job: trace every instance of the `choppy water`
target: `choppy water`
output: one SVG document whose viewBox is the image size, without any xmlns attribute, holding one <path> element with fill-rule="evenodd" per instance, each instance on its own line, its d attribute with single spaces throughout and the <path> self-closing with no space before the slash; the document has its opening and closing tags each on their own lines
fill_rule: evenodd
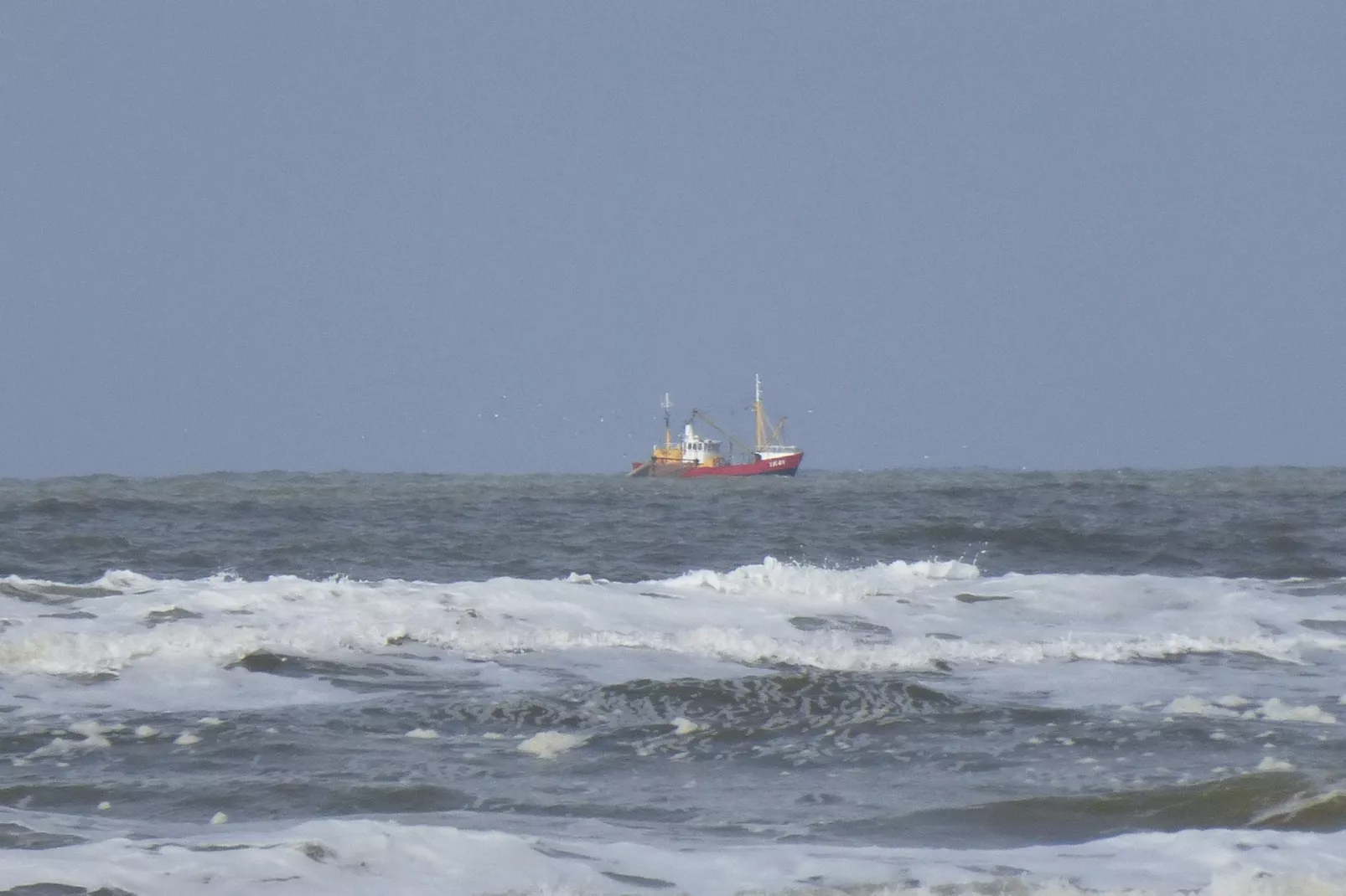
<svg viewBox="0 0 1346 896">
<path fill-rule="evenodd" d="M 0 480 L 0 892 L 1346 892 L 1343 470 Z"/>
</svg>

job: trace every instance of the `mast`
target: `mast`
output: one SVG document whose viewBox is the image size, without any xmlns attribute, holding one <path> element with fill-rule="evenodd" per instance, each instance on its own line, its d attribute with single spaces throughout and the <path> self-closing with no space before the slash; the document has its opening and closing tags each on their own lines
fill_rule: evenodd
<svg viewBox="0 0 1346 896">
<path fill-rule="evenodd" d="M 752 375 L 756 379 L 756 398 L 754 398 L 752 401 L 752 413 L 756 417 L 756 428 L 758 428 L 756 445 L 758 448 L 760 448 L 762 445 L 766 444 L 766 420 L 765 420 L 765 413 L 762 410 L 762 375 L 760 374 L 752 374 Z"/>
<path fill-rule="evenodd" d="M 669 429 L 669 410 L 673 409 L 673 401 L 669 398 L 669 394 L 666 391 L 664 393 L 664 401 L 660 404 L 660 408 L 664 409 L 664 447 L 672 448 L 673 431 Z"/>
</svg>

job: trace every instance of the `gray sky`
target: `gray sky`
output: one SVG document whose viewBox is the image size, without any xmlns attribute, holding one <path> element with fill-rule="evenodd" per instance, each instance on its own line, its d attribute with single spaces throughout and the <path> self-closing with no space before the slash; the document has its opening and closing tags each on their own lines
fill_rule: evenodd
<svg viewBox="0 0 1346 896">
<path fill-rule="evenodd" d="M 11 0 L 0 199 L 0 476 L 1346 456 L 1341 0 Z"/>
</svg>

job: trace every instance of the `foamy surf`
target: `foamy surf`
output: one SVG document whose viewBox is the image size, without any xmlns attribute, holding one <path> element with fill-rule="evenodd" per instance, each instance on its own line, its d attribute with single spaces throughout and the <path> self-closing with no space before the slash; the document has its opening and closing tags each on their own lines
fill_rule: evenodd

• [Exercise task] Report each line of the rows above that contains the string "mast".

• [Answer to the exercise]
job: trace every instance of the `mast`
target: `mast`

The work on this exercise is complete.